Tavinho chegou um pouco atrasado, trazendo alguém que a turma do chope das quartas feiras não conhecia.

“E aí, galera! Tudo em cima?”

“Fala, Tavinho! Apresenta o amigo aí pra gente.”

O amigo do Tavinho vestia-se de maneira sóbria, uma figura alta e forte, mas tinha um quê de desengonçado e desconfortável, como quem anda com sapato apertado.

“Gente, esse aqui é o Etevaldo”, apresentou Tavinho enquanto puxava mais duas cadeiras para a mesa. “Na verdade o nome dele é outro, difícil de pronunciar, mas podem chamá-lo de Etevaldo.”

“E então, Etevaldo? Estrangeiro?”, atalhou o Gonzaga.

“Mais ou menos.” Etevaldo tinha uma voz muito peculiar e um sotaque carregado que mais tarde alguém definiu como parecendo da Provence, mas com tempero sergipano.

“Etevaldo veio de fora, num programa de intercâmbio, para conhecer nossos costumes. Vai ficar hospedado lá em casa por uns tempos.”

“Intercâmbio?” perguntou o Afonsinho, levantando uma das sobrancelhas enquanto limpava a espuma de chope do bigodão à mexicana.

“É, ele veio para cá e, na troca, eu despachei minha sogra. Mas é só por uns tempos. Daqui a umas semanas ele volta para a terra dele.”

“Mas de onde você vem, Etevaldo?”

“De Grzmaarbz, que vocês aqui na Terra chamam de planeta XZ14-Y da estrela alfa de Antares.”

“Caramba, longe pacas!”

“E o que você está achando aqui da Terra, Tê?”, perguntou já íntimo o Gonzaga.

“Interessante”

“Muito diferente lá do seu planeta?”

“A paisagem sim, mas o resto nem tanto. A gente vai se adaptando.”

Houve um breve silêncio, e uma certa inquietação se infiltrou no clima. O Almeida, que até então permanecera calado e afundado em sua cadeira, debruçou-se sobre a mesa, coçou a barba e, com a ponta do indicador, empurrou os óculos para mais perto dos olhos. Quando o Almeida fazia isso, o pessoal prestava atenção, pois vinha sempre coisa inteligente:

“A sua civilização deve ser bem mais desenvolvida tecnologicamente que a nossa, se não você não estaria aqui, certo?”

DADOS EXTRAÍDOS:
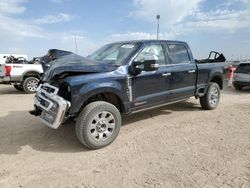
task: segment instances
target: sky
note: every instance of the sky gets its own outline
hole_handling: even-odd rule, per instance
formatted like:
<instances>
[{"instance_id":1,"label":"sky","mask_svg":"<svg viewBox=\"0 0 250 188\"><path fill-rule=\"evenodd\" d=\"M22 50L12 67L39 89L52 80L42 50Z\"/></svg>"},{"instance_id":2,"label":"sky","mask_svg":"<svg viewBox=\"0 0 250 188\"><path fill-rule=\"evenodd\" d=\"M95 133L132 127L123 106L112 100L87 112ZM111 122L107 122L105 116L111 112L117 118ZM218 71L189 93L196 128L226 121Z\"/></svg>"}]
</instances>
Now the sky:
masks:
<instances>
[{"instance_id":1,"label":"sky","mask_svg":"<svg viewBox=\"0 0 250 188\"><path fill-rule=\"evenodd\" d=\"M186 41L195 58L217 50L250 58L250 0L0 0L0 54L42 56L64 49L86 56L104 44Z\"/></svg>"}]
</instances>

INSTRUÇÃO: Reproduza o trecho sobre Etevaldo, começando em "O amigo do Tavinho" e terminando em "bigodão à mexicana.". Os registros constituem material à parte, independente do trecho.

RESPOSTA DO EXERCÍCIO:
O amigo do Tavinho vestia-se de maneira sóbria, uma figura alta e forte, mas tinha um quê de desengonçado e desconfortável, como quem anda com sapato apertado.

“Gente, esse aqui é o Etevaldo”, apresentou Tavinho enquanto puxava mais duas cadeiras para a mesa. “Na verdade o nome dele é outro, difícil de pronunciar, mas podem chamá-lo de Etevaldo.”

“E então, Etevaldo? Estrangeiro?”, atalhou o Gonzaga.

“Mais ou menos.” Etevaldo tinha uma voz muito peculiar e um sotaque carregado que mais tarde alguém definiu como parecendo da Provence, mas com tempero sergipano.

“Etevaldo veio de fora, num programa de intercâmbio, para conhecer nossos costumes. Vai ficar hospedado lá em casa por uns tempos.”

“Intercâmbio?” perguntou o Afonsinho, levantando uma das sobrancelhas enquanto limpava a espuma de chope do bigodão à mexicana.